◆ Required work
Extend the article on cybersecurity in a hyperconnected world by writing what follows its final sentence.

As the Internet becomes an increasingly critical system of commerce, a major systemic failure of the Internet could precipitate its own economic failure. 

About 35 percent of the world’s population is online; 5 billion devices from cars and kitchen ovens to hospital beds are connected to the network. There are now more than 500 million smart phones. In this hyperconnected world, the acquisition and misuse of personal data is a principal lever of modern crime.

At a January 26 session during the World Economic Forum in Davos, Switzerland, "Risks in a hyperconnected world," SFI Science Board co-chair and External Professor Stephanie Forrest offered insights about cybersecurity, drawing inspiration from biological systems.

Forrest, a professor of computer science at the University of New Mexico, described the three pillars she considers critical to a security response: diversity (successful attacks across the Internet are often amplified when platforms are uniform); security is not binary (it is a continuum and response strategies should be graduated to suit the level of threat); and self repair (networks and ultimately software applications must be engineered to repair themselves at multiple levels).

◆ Information given
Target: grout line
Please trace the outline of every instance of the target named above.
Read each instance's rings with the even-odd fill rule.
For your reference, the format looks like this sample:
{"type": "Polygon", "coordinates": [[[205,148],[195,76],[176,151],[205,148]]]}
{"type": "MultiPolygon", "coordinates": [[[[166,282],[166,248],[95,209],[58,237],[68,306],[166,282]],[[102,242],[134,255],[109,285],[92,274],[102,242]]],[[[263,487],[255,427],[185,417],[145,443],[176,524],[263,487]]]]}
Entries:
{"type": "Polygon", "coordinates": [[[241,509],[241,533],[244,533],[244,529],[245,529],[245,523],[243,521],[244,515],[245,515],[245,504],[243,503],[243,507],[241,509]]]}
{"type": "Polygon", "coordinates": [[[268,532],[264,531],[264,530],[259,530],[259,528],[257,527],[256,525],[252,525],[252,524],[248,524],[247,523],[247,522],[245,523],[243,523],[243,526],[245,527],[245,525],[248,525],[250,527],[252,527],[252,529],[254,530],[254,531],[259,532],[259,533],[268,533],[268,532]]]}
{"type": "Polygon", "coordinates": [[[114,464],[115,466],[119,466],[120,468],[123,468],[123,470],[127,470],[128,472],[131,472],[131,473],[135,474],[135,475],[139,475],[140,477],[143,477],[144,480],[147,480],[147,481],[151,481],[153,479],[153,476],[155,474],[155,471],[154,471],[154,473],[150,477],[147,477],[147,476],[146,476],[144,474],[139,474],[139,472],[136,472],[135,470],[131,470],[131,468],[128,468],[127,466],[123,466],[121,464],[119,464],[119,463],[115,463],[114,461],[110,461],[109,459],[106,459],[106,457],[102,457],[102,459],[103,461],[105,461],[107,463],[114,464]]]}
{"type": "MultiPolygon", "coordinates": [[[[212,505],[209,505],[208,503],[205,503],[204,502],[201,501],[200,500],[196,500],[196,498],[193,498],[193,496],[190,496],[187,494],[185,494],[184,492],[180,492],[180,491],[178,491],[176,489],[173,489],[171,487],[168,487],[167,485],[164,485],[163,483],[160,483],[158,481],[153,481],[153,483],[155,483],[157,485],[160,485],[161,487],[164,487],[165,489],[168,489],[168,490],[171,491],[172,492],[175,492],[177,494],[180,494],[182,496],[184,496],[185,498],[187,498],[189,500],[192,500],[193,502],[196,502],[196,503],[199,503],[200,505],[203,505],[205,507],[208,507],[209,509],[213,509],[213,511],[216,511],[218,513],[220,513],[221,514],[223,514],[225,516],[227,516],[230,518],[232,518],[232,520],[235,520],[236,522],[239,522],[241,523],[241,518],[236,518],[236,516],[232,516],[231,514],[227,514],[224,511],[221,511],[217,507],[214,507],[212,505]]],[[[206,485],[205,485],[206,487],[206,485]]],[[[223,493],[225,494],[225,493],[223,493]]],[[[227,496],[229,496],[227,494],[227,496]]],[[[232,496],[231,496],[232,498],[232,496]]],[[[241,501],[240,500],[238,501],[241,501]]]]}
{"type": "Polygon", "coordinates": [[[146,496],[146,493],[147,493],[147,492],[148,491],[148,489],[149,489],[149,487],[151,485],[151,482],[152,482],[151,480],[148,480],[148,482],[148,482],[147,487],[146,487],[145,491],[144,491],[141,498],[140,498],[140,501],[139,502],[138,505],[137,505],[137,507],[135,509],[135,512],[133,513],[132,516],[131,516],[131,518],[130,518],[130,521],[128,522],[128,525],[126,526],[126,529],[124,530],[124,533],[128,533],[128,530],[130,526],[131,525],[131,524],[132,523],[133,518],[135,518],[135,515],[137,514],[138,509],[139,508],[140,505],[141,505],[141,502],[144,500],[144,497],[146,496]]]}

◆ Result of the task
“Biology is the science of security,” she said, “and biological organisms have developed multi-level, pervasive systems to deal with security threats.”

Forrest joined panelists Rod Beckstrom, Internet Corporation for Assigned Names and Numbers (ICANN); Natarajan Chandrasekaran, Tata Consultancy Services; Neelie Kroes, European Commission; and moderator Robert Wainwright, Europol in calling for international collaboration, standards, and practices for cybersecurity.